- Given task 1 -
Duplicate everything in the Bullyson thread from "yep I read it" down to "like everything else.".
- Given task 2 -
Please pull out every line of the rows that contains the word "Express", treating case as significant.

- Selected extract -

** start **

# wallings bullyson (2xw) (1xl)



## Diggit (Jan 24, 2011)

after looking around the net for pics of my dogs family...
I thought id share a few pictures I have never seen of bullyson with you !


----------



## meno222 (Jan 4, 2008)

nice. my dog has bullyson on his 7th generation. good to see those pics.


----------



## Sadie (Jun 18, 2008)

Here are a few more to add ....


----------



## koeJ007 (Nov 1, 2011)

Nice pics. Rio's pitbull Kingdom has quite a nice, quick write up about different bloodlines stories. I think I may have read about Bullyson there- although I may be mistaken. I found them to be a good read anyhow. Has anybody read those bloodline stories? I wouldn't mind some of your thoughts on them


----------



## Diggit (Jan 24, 2011)

koeJ007 said:


> Nice pics. Rio's pitbull Kingdom has quite a nice, quick write up about different bloodlines stories. I think I may have read about Bullyson there- although I may be mistaken. I found them to be a good read anyhow. Has anybody read those bloodline stories? I wouldn't mind some of your thoughts on them


yep I read it too 

just like with every story we need to take it with a grain of salt... it could be 100% true. or maybe stretched a bit just like everything else.

** end **

- The data -

** start **

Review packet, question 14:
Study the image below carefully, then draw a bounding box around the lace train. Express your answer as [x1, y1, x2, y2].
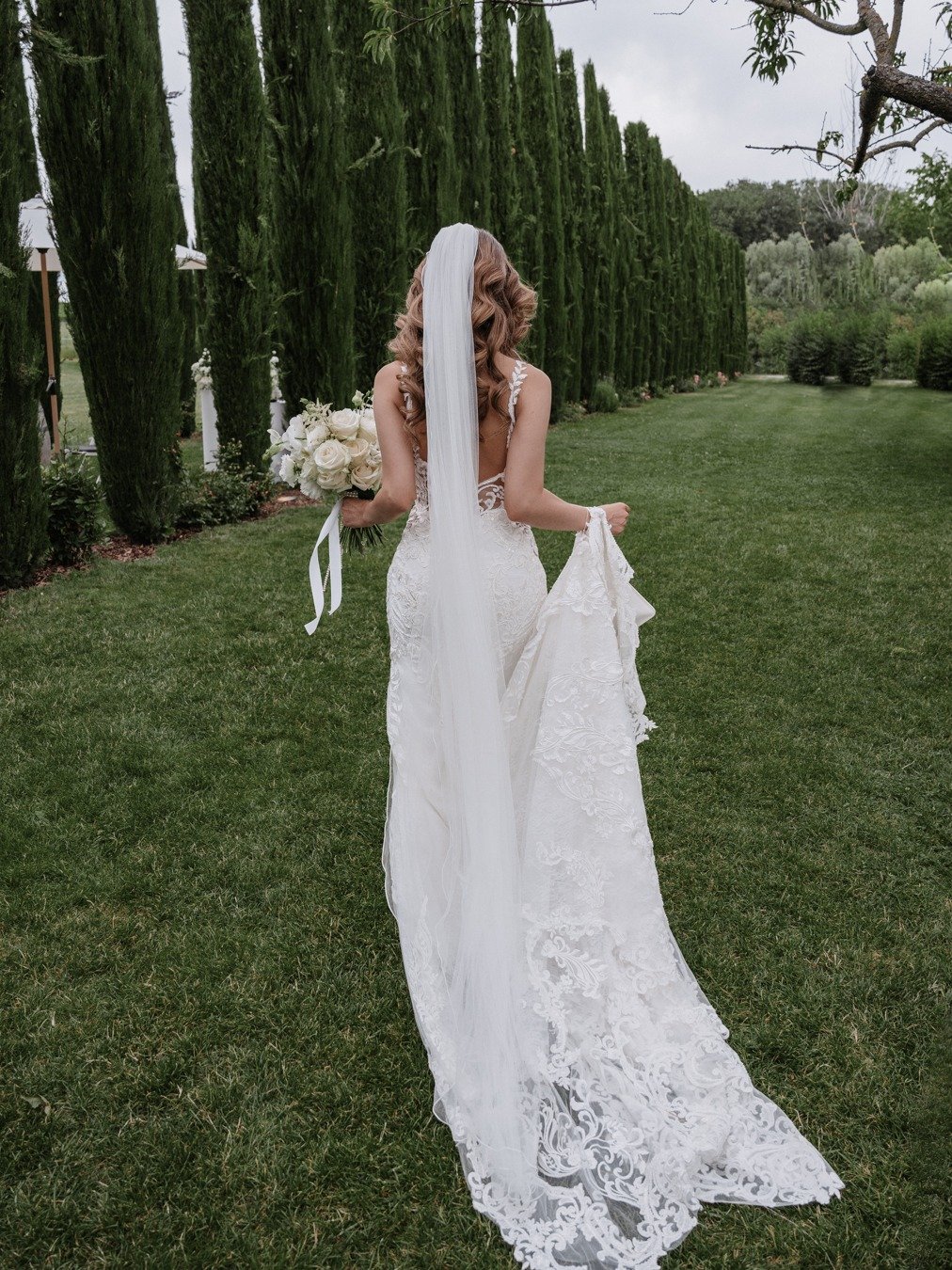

** end **
** start **

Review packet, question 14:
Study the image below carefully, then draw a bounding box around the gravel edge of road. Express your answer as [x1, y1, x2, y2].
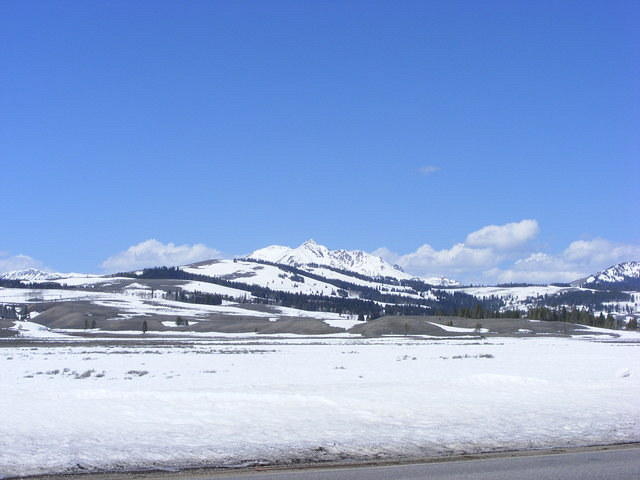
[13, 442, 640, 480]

** end **

- Complete output 1 -
yep I read it too 

just like with every story we need to take it with a grain of salt... it could be 100% true. or maybe stretched a bit just like everything else.

- Complete output 2 -
Study the image below carefully, then draw a bounding box around the lace train. Express your answer as [x1, y1, x2, y2].
Study the image below carefully, then draw a bounding box around the gravel edge of road. Express your answer as [x1, y1, x2, y2].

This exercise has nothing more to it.